▶ _REQUIRED WORK_
Exact copies are required of the lines from the line containing "of the plastic" through the final line of the listing, both included, and of no other lines.

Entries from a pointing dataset
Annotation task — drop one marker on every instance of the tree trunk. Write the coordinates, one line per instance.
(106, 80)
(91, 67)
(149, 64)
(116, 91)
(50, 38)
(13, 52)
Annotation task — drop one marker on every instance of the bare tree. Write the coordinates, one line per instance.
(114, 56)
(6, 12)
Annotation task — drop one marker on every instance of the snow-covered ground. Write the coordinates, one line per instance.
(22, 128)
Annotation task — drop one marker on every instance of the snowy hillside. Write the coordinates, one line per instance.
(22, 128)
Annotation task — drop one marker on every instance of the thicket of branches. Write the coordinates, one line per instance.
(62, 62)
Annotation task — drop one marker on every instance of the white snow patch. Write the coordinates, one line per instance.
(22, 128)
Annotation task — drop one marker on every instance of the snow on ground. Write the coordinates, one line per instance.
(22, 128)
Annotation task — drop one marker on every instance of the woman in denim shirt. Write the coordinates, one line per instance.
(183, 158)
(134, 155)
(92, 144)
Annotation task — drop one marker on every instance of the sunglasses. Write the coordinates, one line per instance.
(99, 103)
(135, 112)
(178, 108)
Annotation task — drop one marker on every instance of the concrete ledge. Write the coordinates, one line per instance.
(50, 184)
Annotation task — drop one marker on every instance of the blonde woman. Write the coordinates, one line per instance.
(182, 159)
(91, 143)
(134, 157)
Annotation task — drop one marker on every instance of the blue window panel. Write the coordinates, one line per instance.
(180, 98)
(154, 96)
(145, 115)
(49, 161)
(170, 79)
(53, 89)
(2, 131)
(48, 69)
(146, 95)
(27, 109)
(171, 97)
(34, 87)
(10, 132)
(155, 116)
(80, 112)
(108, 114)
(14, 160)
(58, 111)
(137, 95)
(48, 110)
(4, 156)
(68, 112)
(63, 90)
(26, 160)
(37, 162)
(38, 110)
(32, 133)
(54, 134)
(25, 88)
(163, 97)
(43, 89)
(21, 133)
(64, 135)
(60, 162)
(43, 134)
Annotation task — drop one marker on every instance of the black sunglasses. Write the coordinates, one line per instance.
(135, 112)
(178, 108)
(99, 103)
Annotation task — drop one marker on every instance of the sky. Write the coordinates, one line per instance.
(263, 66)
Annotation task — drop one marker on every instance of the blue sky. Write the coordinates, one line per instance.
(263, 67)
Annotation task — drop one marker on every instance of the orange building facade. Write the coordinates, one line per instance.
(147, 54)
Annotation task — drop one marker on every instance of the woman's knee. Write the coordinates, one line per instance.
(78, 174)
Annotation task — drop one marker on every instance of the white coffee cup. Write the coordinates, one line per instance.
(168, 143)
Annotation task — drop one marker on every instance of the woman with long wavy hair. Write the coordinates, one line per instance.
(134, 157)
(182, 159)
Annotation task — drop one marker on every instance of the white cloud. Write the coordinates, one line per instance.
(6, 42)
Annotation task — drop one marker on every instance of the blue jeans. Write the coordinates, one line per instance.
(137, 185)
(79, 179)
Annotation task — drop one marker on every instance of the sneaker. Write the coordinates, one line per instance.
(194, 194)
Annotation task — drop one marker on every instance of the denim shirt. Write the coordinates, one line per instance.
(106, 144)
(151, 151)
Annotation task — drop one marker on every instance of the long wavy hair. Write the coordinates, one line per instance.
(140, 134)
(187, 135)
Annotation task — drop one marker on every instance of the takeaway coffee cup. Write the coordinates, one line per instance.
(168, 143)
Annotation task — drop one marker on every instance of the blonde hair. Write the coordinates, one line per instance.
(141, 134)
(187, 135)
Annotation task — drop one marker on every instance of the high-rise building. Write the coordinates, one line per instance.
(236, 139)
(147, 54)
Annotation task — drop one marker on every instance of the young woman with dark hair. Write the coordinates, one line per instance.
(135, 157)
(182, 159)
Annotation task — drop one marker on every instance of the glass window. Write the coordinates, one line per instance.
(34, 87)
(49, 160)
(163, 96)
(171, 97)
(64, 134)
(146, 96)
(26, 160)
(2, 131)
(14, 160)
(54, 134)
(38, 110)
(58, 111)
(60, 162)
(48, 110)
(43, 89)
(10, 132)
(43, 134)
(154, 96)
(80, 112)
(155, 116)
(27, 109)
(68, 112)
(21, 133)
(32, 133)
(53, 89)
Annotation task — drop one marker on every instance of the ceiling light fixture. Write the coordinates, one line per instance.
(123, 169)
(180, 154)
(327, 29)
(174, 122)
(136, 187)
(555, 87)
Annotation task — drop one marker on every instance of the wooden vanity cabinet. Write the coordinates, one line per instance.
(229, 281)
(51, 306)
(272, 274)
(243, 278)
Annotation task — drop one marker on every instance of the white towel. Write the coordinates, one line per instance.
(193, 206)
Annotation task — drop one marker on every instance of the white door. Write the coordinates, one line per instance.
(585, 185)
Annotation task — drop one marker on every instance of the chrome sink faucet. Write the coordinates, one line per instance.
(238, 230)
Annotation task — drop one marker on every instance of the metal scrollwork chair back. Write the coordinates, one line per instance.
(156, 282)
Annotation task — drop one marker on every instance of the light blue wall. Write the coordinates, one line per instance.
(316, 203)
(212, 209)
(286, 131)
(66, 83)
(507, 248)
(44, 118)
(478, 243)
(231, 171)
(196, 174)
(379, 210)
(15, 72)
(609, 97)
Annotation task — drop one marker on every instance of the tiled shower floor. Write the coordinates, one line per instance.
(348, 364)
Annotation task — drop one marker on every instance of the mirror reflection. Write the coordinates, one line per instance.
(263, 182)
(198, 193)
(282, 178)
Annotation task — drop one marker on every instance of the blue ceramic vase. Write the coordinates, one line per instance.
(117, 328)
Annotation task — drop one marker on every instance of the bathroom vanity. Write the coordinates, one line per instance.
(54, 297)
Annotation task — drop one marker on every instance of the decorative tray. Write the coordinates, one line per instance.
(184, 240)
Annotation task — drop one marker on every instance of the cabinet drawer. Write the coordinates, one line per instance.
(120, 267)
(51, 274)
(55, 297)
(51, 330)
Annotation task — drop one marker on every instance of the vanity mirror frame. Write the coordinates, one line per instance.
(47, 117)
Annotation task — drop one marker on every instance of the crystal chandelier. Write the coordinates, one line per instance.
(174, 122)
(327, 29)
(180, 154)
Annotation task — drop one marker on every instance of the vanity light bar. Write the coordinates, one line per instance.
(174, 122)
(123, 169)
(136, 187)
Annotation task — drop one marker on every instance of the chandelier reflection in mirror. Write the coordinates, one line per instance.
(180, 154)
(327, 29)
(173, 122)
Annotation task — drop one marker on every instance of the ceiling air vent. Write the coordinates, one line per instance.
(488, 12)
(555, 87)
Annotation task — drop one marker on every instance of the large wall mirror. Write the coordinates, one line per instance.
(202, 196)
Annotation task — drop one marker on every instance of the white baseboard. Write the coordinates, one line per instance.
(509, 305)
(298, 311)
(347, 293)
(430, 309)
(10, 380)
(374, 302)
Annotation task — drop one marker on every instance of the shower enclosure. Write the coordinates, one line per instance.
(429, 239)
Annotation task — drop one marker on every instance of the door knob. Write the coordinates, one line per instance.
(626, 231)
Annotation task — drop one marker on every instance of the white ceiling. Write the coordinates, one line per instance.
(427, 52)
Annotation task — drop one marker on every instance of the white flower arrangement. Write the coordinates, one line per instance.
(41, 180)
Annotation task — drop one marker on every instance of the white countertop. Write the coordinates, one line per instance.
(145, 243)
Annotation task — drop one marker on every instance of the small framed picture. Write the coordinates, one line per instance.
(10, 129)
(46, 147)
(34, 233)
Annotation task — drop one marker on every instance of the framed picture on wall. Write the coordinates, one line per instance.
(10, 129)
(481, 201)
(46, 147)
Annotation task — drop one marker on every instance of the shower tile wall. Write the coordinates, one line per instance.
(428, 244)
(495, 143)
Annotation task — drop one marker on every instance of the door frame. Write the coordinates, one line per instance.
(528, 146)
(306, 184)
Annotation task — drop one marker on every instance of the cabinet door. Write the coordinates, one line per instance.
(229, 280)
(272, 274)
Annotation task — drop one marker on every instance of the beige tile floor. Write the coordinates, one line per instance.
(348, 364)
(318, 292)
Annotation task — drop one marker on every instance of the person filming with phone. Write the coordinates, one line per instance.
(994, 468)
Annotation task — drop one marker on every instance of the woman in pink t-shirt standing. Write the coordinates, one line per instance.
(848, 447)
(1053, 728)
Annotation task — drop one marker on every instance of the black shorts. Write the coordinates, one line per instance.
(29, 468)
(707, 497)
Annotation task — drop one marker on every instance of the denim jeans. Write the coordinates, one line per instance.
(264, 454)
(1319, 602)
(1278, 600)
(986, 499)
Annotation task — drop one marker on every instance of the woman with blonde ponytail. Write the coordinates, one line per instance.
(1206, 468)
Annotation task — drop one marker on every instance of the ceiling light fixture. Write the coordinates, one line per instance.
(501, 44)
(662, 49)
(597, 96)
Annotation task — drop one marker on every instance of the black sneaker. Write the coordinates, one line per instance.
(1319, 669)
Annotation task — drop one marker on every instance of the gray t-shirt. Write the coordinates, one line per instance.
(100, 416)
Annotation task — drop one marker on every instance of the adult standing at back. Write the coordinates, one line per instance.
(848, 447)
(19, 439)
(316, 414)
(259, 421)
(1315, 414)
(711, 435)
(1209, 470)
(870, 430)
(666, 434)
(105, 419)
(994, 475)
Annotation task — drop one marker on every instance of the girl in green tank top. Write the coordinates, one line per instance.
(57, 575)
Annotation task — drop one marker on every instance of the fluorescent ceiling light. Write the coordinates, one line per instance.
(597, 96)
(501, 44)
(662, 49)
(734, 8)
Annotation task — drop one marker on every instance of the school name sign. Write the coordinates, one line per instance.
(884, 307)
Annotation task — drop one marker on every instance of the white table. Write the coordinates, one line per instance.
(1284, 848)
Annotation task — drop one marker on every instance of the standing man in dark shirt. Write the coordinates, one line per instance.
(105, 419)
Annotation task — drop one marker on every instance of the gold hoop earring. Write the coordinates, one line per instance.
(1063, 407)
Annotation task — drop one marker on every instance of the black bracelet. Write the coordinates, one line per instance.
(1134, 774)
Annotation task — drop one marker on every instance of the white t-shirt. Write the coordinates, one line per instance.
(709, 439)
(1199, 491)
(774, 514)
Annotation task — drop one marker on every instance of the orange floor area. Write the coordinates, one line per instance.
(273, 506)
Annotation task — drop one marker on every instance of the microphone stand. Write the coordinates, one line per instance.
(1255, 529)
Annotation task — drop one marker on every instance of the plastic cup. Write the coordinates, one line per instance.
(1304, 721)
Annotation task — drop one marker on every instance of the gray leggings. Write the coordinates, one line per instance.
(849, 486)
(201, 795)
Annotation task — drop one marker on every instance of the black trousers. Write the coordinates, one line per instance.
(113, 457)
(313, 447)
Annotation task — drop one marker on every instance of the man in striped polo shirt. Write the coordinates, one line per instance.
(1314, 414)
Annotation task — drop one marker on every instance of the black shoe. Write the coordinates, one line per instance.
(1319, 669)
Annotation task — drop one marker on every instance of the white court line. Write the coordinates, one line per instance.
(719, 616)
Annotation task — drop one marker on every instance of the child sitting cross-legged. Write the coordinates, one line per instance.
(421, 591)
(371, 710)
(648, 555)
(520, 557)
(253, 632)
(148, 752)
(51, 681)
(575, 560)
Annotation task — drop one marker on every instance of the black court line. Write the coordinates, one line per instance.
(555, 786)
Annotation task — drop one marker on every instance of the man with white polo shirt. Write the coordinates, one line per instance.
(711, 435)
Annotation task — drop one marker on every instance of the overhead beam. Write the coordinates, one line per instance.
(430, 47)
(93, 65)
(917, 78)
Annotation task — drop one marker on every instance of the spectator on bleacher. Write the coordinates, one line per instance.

▶ _SOLUTION TO THIS TASK_
Annotation task — drop one marker on every instance of the plastic cup. Write the coordinates, one line per instance.
(1304, 721)
Annotation task — drop one marker on every instance of the gray leggings. Write the coordinates, one line per instance.
(849, 486)
(201, 795)
Annotation task — drop one marker on every instance of the black trousers. Write the coordinates, one line per instance.
(113, 457)
(313, 447)
Annotation task — drop one marker on every instance of the man in striped polo shirt. Write the coordinates, one line per instance.
(1314, 414)
Annotation task — drop one marker on every instance of the black shoe. Write the coordinates, one line per instance.
(1319, 669)
Annotation task — drop one marker on every instance of the white court line. Write the coordinates, one line per instance.
(719, 616)
Annotation task — drop one marker on every instance of the child sitting cross-legged. Write the coordinates, one line per instance.
(421, 591)
(371, 710)
(648, 555)
(520, 557)
(253, 632)
(148, 752)
(51, 681)
(575, 560)
Annotation task — drop one marker on every instance of the black court line. Write the coordinates, one line per instance.
(555, 786)
Annotation task — drop one marker on every instance of the man with white polo shirt. Write the coordinates, one line per instance.
(711, 435)
Annotation task — drop one marker on every instance of the overhead beam. Write the coordinates, one line per instance.
(430, 47)
(93, 65)
(917, 78)
Annotation task — drop one marker on every instance of the spectator on bleacher. Write the coordinates, one line per instance.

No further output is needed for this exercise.